Copy everything from "It’s amazing how" down to "language development, too." in the tips on building a child's articulation, swapping "revision" for "recasting".

→ **Provided passage**:
━━━━━━━━━━━━━━━━━━━━

Some of the cute things our children say are very precious to us. But don’t inadvertently reinforce the incorrect productions by laughing or drawing attention. Certainly don’t imitate the incorrect production. Repeat the utterance using the correct pronunciation. And make a tape or video recording to save your memories of some of the adorable things your child says at this age! Model good speech.

Address health issues that may contribute to the problem.
Fight ear infections. Address other physical difficulties that may contribute, such as mouth breathing or voice difficulties.

Read to your child.
It’s amazing how much this accomplishes. Use reading as a way to surround your child with the targeted sound. (See “Ideas for Books to Enhance Articulation Skills”.)

Play with your child.
Spend time talking with your child in play, while you model the correct productions very simply, using revision.

Talk to your child.
Talk to your child as you go through your daily routine. This is a chance to model many correct productions, use revision, and stimulate language development, too.

Below are some fun ideas of games and activities you can use to practice your child’s sounds. Many of these games involve the use of simple picture cards which can be made out of index cards and catalogs.
Use the picture cards to play Concentration (Memory) or Go Fish.

━━━━━━━━━━━━━━━━━━━━

→ **Information shown**:

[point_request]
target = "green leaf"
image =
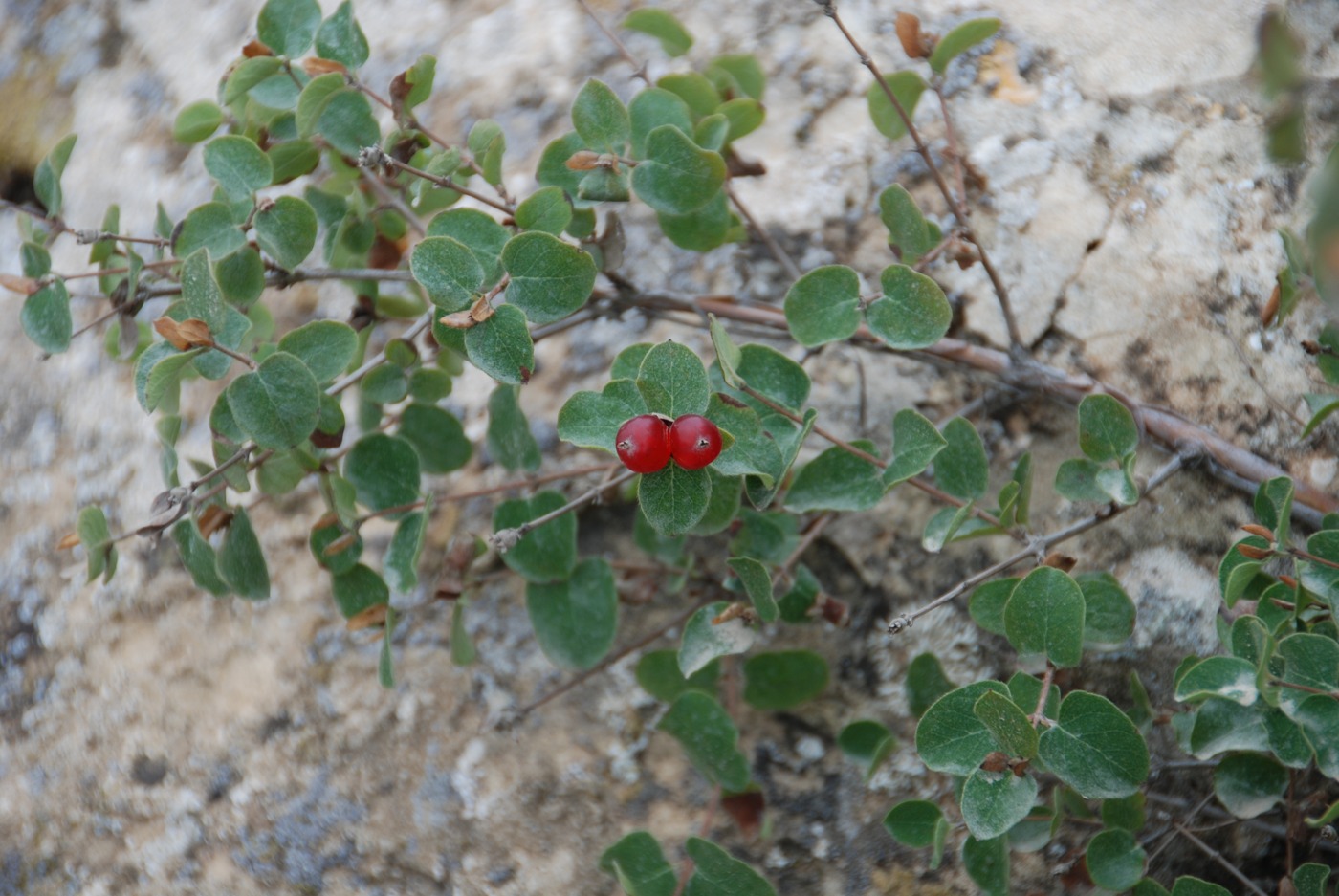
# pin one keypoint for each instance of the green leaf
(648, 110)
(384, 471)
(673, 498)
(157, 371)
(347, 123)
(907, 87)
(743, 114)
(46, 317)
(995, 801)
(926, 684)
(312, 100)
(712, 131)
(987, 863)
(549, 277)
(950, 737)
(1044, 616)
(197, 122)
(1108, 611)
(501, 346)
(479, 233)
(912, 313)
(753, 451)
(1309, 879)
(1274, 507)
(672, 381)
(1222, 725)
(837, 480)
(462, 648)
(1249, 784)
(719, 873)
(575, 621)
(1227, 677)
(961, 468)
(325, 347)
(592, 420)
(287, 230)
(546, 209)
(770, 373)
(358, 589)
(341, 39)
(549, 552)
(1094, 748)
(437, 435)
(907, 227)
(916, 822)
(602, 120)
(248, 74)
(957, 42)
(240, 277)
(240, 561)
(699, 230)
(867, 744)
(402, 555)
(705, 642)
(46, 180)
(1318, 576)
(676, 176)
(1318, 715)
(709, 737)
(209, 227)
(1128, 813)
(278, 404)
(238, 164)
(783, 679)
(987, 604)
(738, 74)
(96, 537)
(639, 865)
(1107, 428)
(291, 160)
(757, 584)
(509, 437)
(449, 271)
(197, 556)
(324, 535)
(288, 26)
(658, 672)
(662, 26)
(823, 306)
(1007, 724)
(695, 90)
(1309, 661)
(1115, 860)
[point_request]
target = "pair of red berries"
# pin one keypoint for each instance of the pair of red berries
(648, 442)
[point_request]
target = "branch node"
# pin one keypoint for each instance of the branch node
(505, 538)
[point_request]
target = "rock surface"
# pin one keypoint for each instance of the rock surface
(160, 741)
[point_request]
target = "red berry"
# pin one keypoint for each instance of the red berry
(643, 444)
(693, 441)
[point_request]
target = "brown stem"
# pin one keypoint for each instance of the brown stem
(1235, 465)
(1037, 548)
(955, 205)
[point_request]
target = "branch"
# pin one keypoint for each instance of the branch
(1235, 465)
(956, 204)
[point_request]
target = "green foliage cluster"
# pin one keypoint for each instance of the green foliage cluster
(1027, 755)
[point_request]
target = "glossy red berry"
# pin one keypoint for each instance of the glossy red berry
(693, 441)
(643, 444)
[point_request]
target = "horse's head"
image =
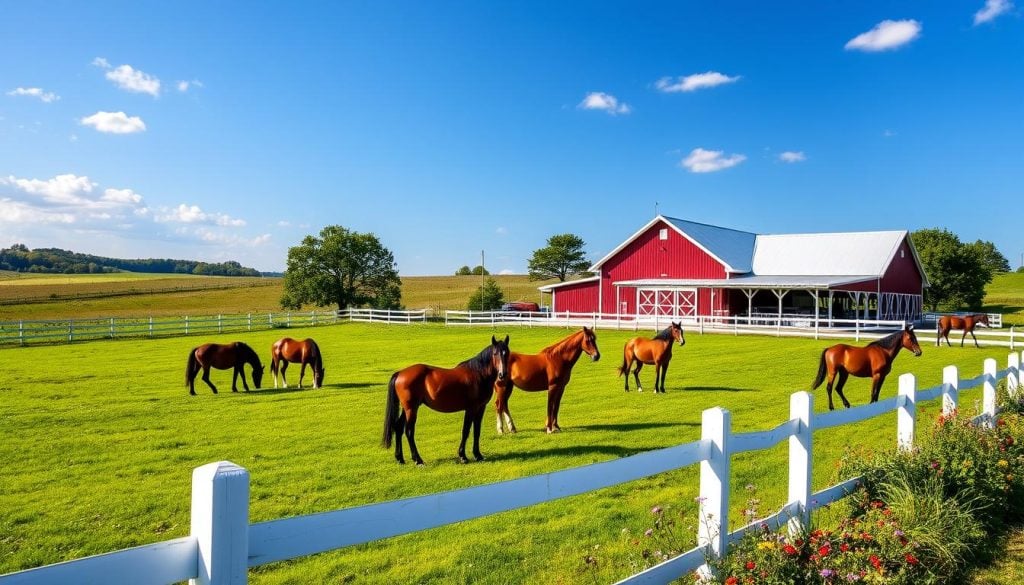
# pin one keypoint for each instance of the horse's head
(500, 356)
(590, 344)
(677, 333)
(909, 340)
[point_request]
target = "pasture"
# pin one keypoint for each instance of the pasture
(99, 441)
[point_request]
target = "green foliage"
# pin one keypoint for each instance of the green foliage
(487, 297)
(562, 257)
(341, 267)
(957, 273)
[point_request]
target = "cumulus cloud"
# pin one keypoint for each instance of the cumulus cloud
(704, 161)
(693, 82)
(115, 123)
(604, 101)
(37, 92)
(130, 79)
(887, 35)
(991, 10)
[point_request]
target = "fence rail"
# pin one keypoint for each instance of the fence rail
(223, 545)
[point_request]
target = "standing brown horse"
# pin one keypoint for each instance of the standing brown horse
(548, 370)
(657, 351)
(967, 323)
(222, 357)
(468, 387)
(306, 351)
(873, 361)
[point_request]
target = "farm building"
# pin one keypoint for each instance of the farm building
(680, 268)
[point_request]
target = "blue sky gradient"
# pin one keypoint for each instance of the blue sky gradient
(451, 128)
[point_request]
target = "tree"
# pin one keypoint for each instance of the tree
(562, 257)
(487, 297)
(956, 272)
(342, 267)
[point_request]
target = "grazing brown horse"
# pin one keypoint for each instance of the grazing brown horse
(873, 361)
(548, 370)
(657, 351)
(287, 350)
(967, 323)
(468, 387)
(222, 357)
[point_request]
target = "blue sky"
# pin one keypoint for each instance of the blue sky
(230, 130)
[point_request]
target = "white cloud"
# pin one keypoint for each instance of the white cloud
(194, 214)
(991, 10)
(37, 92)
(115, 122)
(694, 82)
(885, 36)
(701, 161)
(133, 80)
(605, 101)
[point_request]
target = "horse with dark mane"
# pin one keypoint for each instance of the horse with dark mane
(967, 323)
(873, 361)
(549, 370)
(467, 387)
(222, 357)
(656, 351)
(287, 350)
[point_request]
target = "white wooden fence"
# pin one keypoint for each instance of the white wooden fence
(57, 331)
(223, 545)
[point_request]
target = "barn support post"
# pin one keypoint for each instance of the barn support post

━━━━━━━━━━━━━━━━━━━━

→ **Result below**:
It’s amazing how much this accomplishes. Use reading as a way to surround your child with the targeted sound. (See “Ideas for Books to Enhance Articulation Skills”.)

Play with your child.
Spend time talking with your child in play, while you model the correct productions very simply, using recasting.

Talk to your child.
Talk to your child as you go through your daily routine. This is a chance to model many correct productions, use recasting, and stimulate language development, too.